[START Supplied material]

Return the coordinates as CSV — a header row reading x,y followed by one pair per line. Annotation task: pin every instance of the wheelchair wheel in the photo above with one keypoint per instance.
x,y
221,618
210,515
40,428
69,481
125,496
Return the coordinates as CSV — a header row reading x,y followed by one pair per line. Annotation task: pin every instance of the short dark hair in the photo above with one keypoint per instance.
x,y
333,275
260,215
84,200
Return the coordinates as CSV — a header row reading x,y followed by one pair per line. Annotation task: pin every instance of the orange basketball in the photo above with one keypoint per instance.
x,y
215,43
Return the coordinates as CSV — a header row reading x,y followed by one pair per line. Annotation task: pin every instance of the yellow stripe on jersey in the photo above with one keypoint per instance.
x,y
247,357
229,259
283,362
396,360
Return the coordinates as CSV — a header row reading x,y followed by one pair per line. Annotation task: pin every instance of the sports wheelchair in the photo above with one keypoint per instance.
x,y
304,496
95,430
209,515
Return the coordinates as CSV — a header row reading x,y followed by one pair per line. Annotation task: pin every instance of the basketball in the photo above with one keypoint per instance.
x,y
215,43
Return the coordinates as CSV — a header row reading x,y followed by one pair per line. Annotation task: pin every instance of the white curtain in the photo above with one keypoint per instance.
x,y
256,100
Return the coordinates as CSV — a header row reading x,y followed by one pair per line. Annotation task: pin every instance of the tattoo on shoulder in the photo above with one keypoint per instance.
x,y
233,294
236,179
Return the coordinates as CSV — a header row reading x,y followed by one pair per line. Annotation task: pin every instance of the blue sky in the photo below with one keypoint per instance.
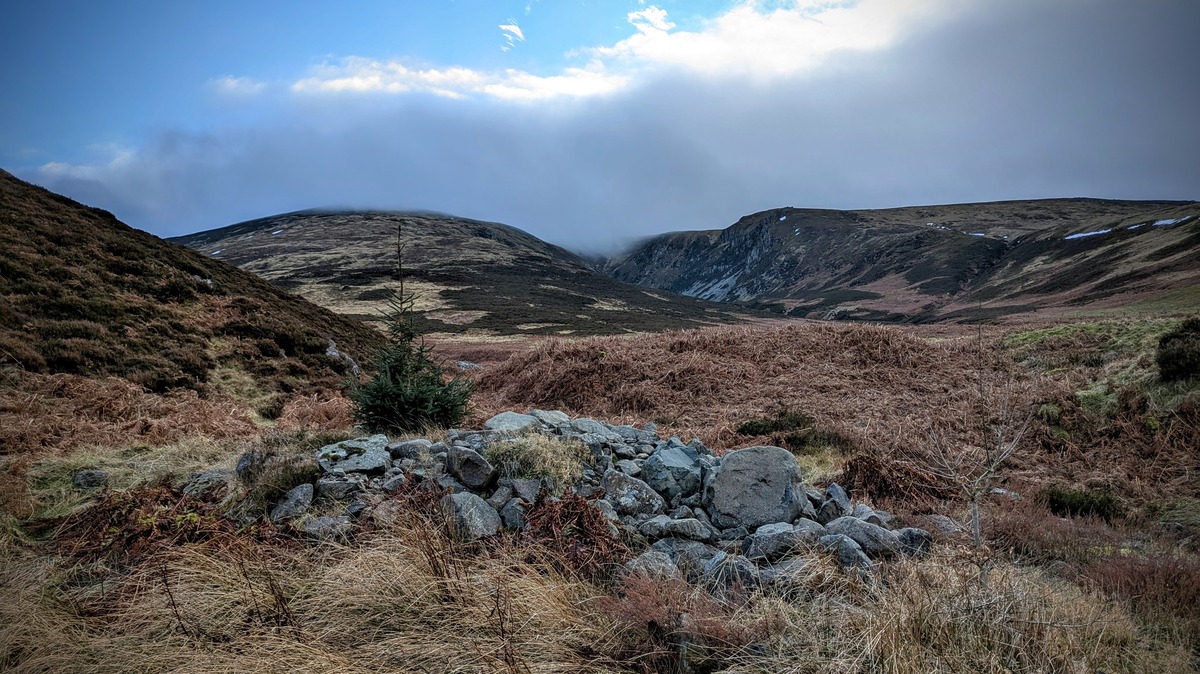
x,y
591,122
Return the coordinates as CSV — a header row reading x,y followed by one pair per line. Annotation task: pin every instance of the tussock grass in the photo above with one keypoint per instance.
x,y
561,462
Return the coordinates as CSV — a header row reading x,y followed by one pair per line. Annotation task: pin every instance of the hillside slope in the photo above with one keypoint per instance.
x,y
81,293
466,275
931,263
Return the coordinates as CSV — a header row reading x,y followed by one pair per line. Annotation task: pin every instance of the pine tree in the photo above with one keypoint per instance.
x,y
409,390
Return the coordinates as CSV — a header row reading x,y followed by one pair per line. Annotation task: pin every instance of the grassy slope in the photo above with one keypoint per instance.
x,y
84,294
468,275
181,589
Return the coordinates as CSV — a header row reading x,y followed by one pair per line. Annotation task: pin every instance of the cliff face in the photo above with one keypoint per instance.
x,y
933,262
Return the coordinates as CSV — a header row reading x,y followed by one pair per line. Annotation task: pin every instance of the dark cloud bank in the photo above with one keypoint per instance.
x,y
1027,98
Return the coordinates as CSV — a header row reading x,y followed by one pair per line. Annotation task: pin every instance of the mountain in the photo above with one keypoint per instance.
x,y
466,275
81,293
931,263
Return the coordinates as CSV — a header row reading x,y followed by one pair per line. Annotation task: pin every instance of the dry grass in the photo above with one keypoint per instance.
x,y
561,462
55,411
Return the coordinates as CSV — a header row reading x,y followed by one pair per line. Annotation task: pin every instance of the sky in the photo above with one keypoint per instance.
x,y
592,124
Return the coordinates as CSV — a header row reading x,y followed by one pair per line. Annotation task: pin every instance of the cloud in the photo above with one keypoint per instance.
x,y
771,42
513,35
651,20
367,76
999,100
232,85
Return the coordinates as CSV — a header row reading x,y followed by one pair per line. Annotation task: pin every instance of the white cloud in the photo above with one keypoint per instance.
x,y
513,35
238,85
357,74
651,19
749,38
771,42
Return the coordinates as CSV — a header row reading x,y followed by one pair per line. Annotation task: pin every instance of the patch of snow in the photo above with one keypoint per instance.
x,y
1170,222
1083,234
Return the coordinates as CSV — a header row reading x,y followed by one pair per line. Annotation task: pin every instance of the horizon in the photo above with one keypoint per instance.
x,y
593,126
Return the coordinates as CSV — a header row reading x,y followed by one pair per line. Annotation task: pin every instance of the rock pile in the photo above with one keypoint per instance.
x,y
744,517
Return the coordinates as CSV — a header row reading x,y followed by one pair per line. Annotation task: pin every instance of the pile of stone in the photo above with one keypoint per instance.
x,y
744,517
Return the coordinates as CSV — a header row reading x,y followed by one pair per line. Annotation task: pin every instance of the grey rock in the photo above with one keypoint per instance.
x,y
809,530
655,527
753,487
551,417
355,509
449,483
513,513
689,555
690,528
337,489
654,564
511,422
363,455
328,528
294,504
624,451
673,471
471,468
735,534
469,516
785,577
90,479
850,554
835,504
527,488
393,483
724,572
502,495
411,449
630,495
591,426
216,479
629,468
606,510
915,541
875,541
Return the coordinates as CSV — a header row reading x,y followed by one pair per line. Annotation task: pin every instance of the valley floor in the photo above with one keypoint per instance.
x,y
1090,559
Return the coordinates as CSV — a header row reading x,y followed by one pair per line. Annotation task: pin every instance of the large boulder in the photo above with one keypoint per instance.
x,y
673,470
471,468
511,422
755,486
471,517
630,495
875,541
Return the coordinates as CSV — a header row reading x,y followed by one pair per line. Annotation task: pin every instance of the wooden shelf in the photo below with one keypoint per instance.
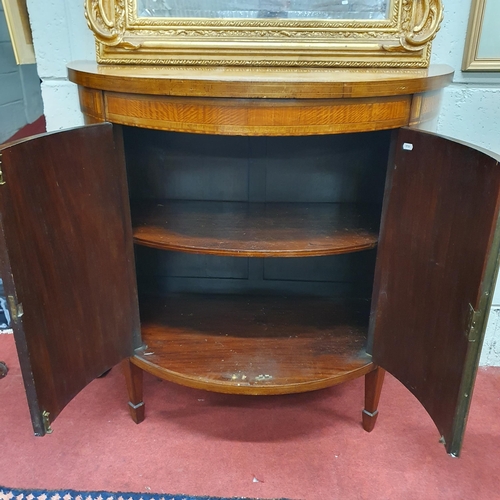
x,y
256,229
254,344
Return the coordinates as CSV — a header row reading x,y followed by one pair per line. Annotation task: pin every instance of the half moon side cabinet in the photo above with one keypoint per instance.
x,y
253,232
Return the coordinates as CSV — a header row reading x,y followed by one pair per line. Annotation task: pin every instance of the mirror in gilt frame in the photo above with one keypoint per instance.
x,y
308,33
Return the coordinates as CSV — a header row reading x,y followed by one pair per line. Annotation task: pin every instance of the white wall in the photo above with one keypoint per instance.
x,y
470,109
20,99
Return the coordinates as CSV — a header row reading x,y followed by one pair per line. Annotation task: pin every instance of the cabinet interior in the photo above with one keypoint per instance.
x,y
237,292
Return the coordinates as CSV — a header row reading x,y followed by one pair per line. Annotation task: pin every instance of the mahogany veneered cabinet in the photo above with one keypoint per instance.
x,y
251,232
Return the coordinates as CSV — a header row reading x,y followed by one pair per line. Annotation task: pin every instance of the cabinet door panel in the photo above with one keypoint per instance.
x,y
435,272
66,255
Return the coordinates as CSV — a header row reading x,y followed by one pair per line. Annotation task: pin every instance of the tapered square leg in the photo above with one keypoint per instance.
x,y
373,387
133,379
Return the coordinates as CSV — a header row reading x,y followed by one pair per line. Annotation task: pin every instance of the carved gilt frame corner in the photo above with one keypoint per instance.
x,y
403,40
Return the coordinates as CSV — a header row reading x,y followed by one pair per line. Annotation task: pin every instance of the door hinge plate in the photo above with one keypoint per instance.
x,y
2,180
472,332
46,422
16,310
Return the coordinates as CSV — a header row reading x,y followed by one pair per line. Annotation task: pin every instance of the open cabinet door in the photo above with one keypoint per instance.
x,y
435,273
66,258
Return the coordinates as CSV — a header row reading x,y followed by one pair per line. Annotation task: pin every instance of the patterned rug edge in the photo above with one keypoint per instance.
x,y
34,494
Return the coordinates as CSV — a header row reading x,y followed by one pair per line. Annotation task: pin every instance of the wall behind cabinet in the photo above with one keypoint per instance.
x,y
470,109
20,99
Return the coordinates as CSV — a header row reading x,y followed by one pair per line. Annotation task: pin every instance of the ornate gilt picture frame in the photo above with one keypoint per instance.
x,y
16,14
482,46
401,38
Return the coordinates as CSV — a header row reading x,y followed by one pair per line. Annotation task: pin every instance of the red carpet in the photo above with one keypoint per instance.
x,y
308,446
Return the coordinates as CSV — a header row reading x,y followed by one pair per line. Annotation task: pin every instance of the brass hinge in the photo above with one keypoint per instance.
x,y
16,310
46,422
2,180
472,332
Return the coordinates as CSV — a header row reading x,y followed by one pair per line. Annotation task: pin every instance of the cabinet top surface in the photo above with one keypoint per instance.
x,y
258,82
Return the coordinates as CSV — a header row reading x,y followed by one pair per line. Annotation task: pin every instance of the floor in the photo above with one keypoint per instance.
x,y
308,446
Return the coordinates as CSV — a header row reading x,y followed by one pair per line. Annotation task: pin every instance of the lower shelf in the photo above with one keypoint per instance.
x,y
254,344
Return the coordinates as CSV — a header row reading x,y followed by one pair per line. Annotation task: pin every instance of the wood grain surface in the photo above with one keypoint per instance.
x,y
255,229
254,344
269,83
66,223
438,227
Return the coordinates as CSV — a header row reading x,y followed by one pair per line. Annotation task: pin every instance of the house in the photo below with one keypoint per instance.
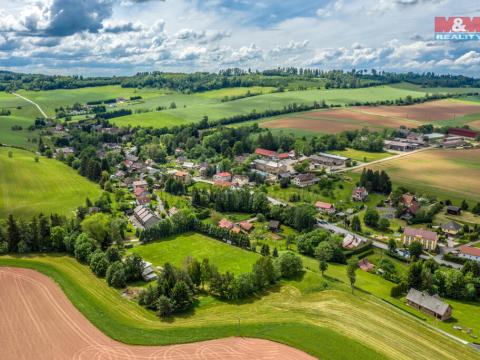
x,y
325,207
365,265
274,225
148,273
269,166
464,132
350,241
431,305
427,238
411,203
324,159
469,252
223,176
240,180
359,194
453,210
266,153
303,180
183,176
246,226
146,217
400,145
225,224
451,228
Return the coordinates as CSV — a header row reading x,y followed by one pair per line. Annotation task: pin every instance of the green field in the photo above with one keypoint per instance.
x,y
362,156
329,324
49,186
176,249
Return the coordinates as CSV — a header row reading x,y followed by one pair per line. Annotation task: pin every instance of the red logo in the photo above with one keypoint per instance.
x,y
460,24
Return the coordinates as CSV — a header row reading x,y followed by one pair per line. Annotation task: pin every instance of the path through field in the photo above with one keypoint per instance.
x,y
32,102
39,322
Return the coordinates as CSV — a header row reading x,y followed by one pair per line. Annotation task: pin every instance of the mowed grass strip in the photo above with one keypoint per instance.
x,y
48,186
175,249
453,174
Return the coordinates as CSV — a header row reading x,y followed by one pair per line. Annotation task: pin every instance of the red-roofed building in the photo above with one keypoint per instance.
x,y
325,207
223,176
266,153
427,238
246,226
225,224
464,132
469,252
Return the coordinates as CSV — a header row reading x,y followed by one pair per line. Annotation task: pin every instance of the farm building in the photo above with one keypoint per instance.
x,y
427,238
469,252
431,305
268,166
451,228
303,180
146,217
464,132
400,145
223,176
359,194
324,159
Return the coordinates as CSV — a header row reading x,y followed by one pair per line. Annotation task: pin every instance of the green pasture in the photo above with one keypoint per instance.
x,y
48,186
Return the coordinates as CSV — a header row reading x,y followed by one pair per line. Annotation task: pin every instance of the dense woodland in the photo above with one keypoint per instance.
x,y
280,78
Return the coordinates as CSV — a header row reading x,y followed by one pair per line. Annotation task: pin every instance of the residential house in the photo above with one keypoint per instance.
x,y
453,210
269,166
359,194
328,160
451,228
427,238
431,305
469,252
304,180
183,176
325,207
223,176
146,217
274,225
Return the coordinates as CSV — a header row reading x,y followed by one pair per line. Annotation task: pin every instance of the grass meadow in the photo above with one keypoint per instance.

[END Supplied material]

* **Short task**
Rewrite the records from the line containing "the green pasture" through the end of the records, replacing "dense woodland" with "mixed forest" and keeping everything else unchanged.

* **Response for this exercise**
Return the coordinates as CSV — a header row reading x,y followed by one pair per line. Annotation task: pin every instance of the green pasture in the photo above with one keypoint per instance.
x,y
48,186
Return the coordinates as CSV — a header row reading x,y followed by one pair per line. Annotation task: pin every instance of the mixed forest in the photo above with one keypoint per instance.
x,y
280,78
Return the coordinates as CSV — a header row reading x,y followed by one pair per line. Annotation task: pin every instance of the residential house in the photo above with one keypoint per instance.
x,y
453,210
269,166
359,194
328,160
451,228
427,238
431,305
469,252
304,180
183,176
325,207
223,176
146,217
274,225
Return the coordinates as CSV — a header row reading x,y followed by one pair per line. Annotation task: pin every instance of the grass meadow in the photo above with one keypoint per instance.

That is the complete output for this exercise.